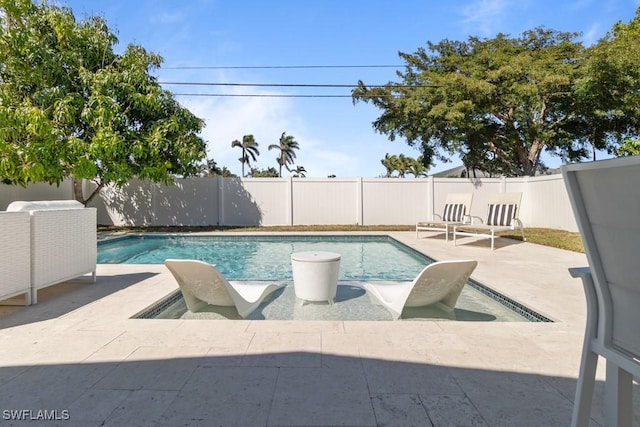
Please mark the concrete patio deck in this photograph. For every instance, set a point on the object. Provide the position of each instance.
(78, 355)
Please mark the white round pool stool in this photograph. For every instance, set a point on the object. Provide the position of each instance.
(315, 275)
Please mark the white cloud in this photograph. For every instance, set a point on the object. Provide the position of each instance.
(485, 15)
(229, 118)
(168, 17)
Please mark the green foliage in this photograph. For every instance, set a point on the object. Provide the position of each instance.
(403, 165)
(71, 107)
(299, 172)
(499, 103)
(287, 146)
(628, 147)
(269, 172)
(608, 94)
(211, 168)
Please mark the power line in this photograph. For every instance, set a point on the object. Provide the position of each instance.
(395, 86)
(262, 84)
(266, 67)
(260, 95)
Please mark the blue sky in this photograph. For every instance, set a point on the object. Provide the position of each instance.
(335, 136)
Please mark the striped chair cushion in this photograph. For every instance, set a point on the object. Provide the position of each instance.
(453, 212)
(501, 214)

__Task prompt__:
Taking the line that contains "Please mark the striped" as the starting point, copy every line through the end of the listing exactly, and write nothing further.

__Solution to the exercise__:
Please mark the striped chair cushion in this photograph. For every instance, set a point on the object. Provide the position of each instance.
(453, 212)
(501, 214)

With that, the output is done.